**SOURCE EXTRACT:**

BEGIN

Jeannie Thoren bites into her hall of fame medal. (Photo provided)

Jeannie Thoren changed skiing, one woman at a time. And when she pulled up to the Whiteface Mountain Ski Center with her 28-foot trailer in the 1990s and 2000s, hundreds of women lined up to learn the Thoren Theory of skiing from this American pioneer.

“We used to travel around with 100 pairs of skis and 100 pairs or boots, and women would figure out what kind of ski they needed,” Thoren said.

Thoren, 68, recently sold her ski shop in Vail, Colorado, and retired to her home in Duluth, Minnesota. It was the end of the 2014-15 ski season, one highlighted by her April 11 induction into the U.S. Ski and Snowboard Hall of Fame.

Known as the “Johnny Appleseed of women’s skiing,” it is no exaggeration to say that Thoren has waited all her life to enter the hall of fame, located in the city of Ishpeming in the Upper Peninsula of Michigan, the birthplace of organized skiing in the U.S.

END

**STORED DATA:**

BEGIN

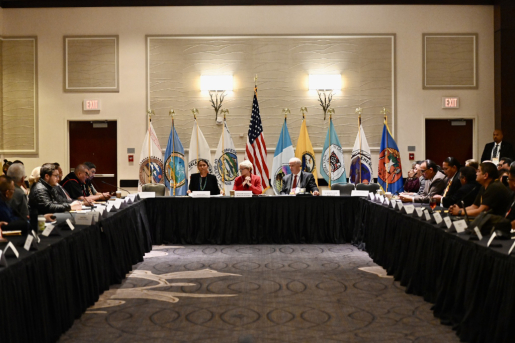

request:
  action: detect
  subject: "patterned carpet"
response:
[60,244,459,343]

END

**TASK ITEM A:**
Answer each question from the article about Jeannie Thoren.
(i) How long was the trailer Thoren pulled up to the Whiteface Mountain Ski Center?
(ii) Where did Thoren retire after selling her ski shop?
(iii) In which city is the U.S. Ski and Snowboard Hall of Fame located?
**TASK ITEM B:**
Carry the article about Jeannie Thoren forward from its final sentence.

**ANSWER AREA A:**
(i) 28 feet
(ii) To her home in Duluth, Minnesota
(iii) Ishpeming, in the Upper Peninsula of Michigan

**ANSWER AREA B:**
“My grandmother was born outside Ishpeming, and the first place I ever skied was there,” she said. “We used to go to the old ski hall of fame and look at stuff since I was a kid.”

Here are the 2014 inductees of the U.S. Ski and Snowboard Museum Hall of Fame. Back, from left: Kristina Koznick, Chris Davenport, Ralph Miller, John McMurtry, Erik Schlopy, Ross Powers and Joe Cushing. Front, from left: Betsy Chase, wife of Curt Chase, Jean Smith, wife of Bob Smith and Jeannie Thoren. (Photo provided)

Adirondacks

Thoren was introduced to Whiteface by a member of the Lake Placid Hall of Fame, Natalie Bombard Leduc, of Saranac Lake. Leduc is a former director on the board of the U.S. Ski and Snowboard Hall of Fame and she taught skiing at Whiteface, Mount Whitney and Mount Pisgah.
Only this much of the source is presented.